### DATA RECORDS

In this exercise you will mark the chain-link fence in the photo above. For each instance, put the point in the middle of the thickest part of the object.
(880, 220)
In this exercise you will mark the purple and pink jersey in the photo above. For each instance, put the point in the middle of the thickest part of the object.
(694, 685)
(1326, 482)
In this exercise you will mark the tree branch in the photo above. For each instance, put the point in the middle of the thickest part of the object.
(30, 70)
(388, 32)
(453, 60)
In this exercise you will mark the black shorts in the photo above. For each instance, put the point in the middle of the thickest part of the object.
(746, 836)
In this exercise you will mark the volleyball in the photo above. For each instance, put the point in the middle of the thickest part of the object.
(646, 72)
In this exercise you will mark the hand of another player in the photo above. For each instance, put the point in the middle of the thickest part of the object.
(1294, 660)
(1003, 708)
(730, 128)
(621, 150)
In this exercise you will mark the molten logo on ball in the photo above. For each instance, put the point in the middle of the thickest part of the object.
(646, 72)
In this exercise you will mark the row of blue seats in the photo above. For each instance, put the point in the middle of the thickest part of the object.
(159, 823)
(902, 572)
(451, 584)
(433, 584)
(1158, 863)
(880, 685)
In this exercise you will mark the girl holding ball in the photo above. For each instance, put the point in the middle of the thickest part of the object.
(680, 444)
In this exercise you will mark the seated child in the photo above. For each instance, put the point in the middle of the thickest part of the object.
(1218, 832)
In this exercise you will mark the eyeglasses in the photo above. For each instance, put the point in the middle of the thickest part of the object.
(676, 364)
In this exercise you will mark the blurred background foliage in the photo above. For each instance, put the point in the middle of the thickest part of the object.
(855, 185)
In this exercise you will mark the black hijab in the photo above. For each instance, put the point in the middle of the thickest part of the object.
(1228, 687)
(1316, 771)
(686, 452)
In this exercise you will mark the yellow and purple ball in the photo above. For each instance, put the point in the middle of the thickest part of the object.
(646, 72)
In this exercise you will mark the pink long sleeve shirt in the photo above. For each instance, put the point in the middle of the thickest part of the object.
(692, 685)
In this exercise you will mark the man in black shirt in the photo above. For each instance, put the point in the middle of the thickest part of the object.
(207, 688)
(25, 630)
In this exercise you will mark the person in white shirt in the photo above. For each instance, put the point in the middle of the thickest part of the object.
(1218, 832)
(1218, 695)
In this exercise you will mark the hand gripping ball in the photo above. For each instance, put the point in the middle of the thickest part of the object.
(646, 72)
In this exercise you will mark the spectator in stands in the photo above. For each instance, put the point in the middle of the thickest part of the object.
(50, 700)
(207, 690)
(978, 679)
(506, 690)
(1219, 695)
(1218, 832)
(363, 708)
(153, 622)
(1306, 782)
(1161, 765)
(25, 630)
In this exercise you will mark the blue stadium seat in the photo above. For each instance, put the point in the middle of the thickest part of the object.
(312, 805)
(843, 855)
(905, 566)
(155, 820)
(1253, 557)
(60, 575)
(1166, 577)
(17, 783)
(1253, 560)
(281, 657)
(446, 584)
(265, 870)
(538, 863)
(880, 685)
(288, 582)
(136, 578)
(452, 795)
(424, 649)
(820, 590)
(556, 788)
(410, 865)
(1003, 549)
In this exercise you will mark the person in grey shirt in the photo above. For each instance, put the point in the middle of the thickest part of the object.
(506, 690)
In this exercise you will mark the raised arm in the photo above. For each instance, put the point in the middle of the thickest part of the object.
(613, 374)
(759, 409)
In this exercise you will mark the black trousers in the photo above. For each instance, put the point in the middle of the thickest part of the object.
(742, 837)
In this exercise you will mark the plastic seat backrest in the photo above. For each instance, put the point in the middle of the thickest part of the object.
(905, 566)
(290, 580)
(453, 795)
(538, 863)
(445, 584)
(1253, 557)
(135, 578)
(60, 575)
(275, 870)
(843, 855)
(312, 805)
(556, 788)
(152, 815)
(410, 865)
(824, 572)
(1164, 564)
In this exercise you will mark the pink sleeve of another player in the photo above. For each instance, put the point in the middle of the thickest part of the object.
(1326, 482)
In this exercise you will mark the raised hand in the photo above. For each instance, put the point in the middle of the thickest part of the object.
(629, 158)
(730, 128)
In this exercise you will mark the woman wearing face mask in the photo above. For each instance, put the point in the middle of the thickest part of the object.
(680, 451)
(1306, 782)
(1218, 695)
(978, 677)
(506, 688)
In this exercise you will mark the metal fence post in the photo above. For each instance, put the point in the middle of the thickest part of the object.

######

> [TO BE DONE]: Give an exact copy of all the data shown above.

> [CORRECT OUTPUT]:
In this exercise you will mark the chain-link fence in the photo above. For each instance, put the point in the middle of the thickest part of the object.
(880, 220)
In this exercise you will mark the purple and pink jersey in the photo above. For each instance, put the point in the middle of the thickest part of the object.
(694, 685)
(1326, 482)
In this exercise you will mark the tree branch in the photo above. For each instance, put the point in the middle of the thickest part of the object.
(30, 70)
(388, 32)
(453, 60)
In this exercise you will mark the black shorts in the photo above. For each instance, put the point in the middle of the thickest part of the object.
(746, 836)
In this exercise you will mark the volleyball in the photo above. For each instance, put the point in the middle of the thickest part of the object.
(646, 72)
In this exercise you will mark the hand of another player in the photo above. For each instance, put the point in the middle of the thickest part of the object.
(1294, 660)
(1003, 708)
(730, 128)
(621, 150)
In this exercise you will mark the molten logo on ball in the photo above. For each instance, put the point in the middle of the thickest part of the object.
(646, 72)
In this exercise you will mark the row of blue seats in the photo above. For each instance, put the point in the middle of the thickest part of the object.
(159, 823)
(902, 572)
(451, 584)
(433, 584)
(1158, 863)
(880, 685)
In this exercise you will mark the girl holding ball in the photo above. For each instance, put the point in the middle of the thickest part of the object.
(680, 444)
In this exercise you will mark the seated child in the photo above. For each instance, put the point in the middle of the thickest part of the object.
(1218, 832)
In this exercise you will mark the eyeglasses in the photo above. For each instance, put the point in the middle of the thickest part of the object.
(676, 364)
In this exercise you will mark the blurred background foliage in the photo above. For each instance, put the point in the middle of the thickest part of the object.
(855, 185)
In this exercise you will mark the black hijab in the photo above. For each instance, put the point in the middle of the thickest part of the object.
(1228, 687)
(1316, 771)
(686, 452)
In this exercise you will mark the yellow and purple ball in the photo above. For each instance, put the point in the middle of the thickest part of the object.
(646, 72)
In this exercise you will mark the pink long sleeve shirt in the photo above. For each instance, put the point in the middle of the thickest part of the object.
(692, 685)
In this exercise you will mark the man in black shirt in the photo above. For each instance, put the point in the middle of the thickest part of the object.
(207, 688)
(25, 630)
In this exercise you will mark the person in white shirt in the photo above. For each instance, put the point in the middle of the thickest part of the object.
(1218, 832)
(1218, 695)
In this exercise you will mark the hand gripping ball in the photo above. For each instance, put the point in the middle of the thickest part of the object.
(646, 72)
In this exercise you will mark the spectator in stands in the photo above. For each instance, put the point in the middle of the thickest part of the object.
(50, 700)
(207, 690)
(978, 679)
(506, 690)
(1219, 695)
(1218, 832)
(363, 708)
(153, 622)
(1306, 782)
(1161, 765)
(25, 630)
In this exercise you will mark the blue stadium seat in the photo above. For each instance, put the point in the middle of the thickest part of the object.
(312, 805)
(843, 855)
(905, 566)
(155, 820)
(1253, 557)
(60, 575)
(1166, 577)
(17, 783)
(1253, 560)
(281, 657)
(446, 584)
(265, 870)
(538, 863)
(880, 685)
(288, 582)
(136, 578)
(452, 795)
(424, 649)
(820, 590)
(556, 788)
(410, 865)
(1003, 549)
In this exercise you will mark the person in grey shirt in the photo above. For each instance, put the point in the middle of the thickest part of the object.
(506, 690)
In this exercise you will mark the raised arm in the photo above. For each instance, put the point in the middle of the thickest part of the object.
(613, 374)
(759, 409)
In this exercise you will mark the black trousers in the photo above. For each instance, put the point in the middle of the thickest part of the object.
(742, 837)
In this exercise you will mark the plastic seat backrest in the photo above. For each instance, put the point in the middle of the thickest part of the object.
(905, 566)
(290, 580)
(453, 795)
(538, 863)
(445, 584)
(1253, 557)
(135, 578)
(60, 575)
(275, 870)
(843, 855)
(312, 805)
(556, 788)
(152, 815)
(410, 865)
(824, 572)
(1164, 564)
In this exercise you will mark the pink sleeve of another player in the photo above. For each instance, put the point in the middle of the thickest part of the object.
(1326, 482)
In this exercise you will mark the raised hand in the photo above. For each instance, put the point in the middle of the thickest part of the object.
(629, 158)
(730, 128)
In this exercise you will mark the woman wearing face mask in the photo above. For each instance, put the point in the middle of the thickest part of the object.
(680, 451)
(1306, 782)
(1218, 695)
(978, 677)
(506, 688)
In this exercise you will mark the metal fence post in the photo above. For each instance, put the point in the middle of the thickest part of the object.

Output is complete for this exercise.